*** Opening of Passage shown ***
5- Watford fans don’t sing about Luton any more, I’ve noticed. The reasons for this are obvious, but it’s still kinda remarkable given that they dominated the repertoire as recently as three or four years ago.

Watford 2 Doncaster Rovers 2 (11/09/2010) 11/09/2010

Posted by Matt Rowson in Match reports.
38 comments

Five thunks from a see-saw match against Donny

1- Very difficult, in such particularly draining and familiar circumstances, to take a detached view that doesn’t focus on the last thirty seconds or so and their consequences. Nonetheless, the galling defensive fragility that saw us ship yet another late goal (and one shouldn’t be using “yet another” in September…), and the two points dropped as a consequence shouldn’t mask the fact that a draw was the very most we deserved from this one. For the first half and a fair chunk of the second we looked pedestrian and limited in possession, lacking the wit to beat Donny’s offside trap or the brute force to bully the game into another shape. Add to this an unhelpful susceptibility to Donny’s counterattack and you are left looking at a pretty soft touch… a game quite different to Leeds and yet horribly similar loomed into view at that point.
*** Close of Passage shown ***
*** Opening of Dataset content ***
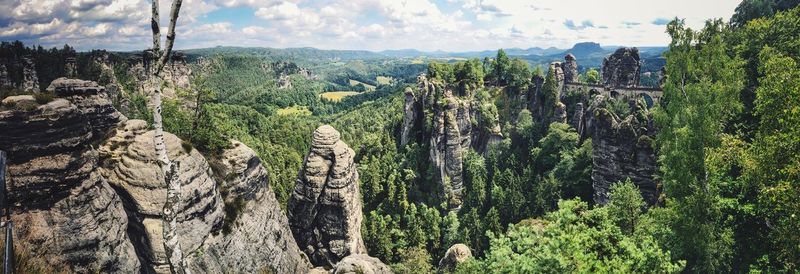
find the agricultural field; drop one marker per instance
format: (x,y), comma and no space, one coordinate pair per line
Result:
*** Close of Dataset content ***
- Problem description -
From the match report above, extract the passage word for word, starting with "5- Watford fans" and going on through "in Match reports.".

- Exercise result -
5- Watford fans don’t sing about Luton any more, I’ve noticed. The reasons for this are obvious, but it’s still kinda remarkable given that they dominated the repertoire as recently as three or four years ago.

Watford 2 Doncaster Rovers 2 (11/09/2010) 11/09/2010

Posted by Matt Rowson in Match reports.